> _DATA SUPPLIED_

___

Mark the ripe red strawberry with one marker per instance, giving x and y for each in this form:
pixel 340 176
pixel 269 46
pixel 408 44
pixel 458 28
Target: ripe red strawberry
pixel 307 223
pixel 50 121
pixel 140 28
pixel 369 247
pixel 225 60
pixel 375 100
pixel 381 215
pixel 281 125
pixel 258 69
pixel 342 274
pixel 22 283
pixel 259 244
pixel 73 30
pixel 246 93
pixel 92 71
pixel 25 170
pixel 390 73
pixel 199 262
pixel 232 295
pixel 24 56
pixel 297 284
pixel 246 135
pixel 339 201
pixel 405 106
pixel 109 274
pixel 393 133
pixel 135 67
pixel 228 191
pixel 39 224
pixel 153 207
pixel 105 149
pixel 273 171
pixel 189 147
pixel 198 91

___

> _WHAT YOU WILL DO_
Reproduce the material above verbatim, with every line in its original order and wording.

> _EXPECTED ANSWER_
Mark the ripe red strawberry with one marker per instance, giving x and y for each in this form:
pixel 340 176
pixel 269 46
pixel 408 44
pixel 458 28
Target: ripe red strawberry
pixel 307 223
pixel 50 121
pixel 140 28
pixel 369 247
pixel 225 60
pixel 375 100
pixel 381 215
pixel 281 125
pixel 258 69
pixel 342 274
pixel 22 283
pixel 259 244
pixel 73 30
pixel 246 93
pixel 92 71
pixel 25 170
pixel 390 73
pixel 199 262
pixel 232 295
pixel 24 56
pixel 297 284
pixel 246 135
pixel 339 201
pixel 405 106
pixel 109 274
pixel 393 133
pixel 135 67
pixel 228 191
pixel 39 224
pixel 153 207
pixel 105 149
pixel 273 171
pixel 189 147
pixel 198 91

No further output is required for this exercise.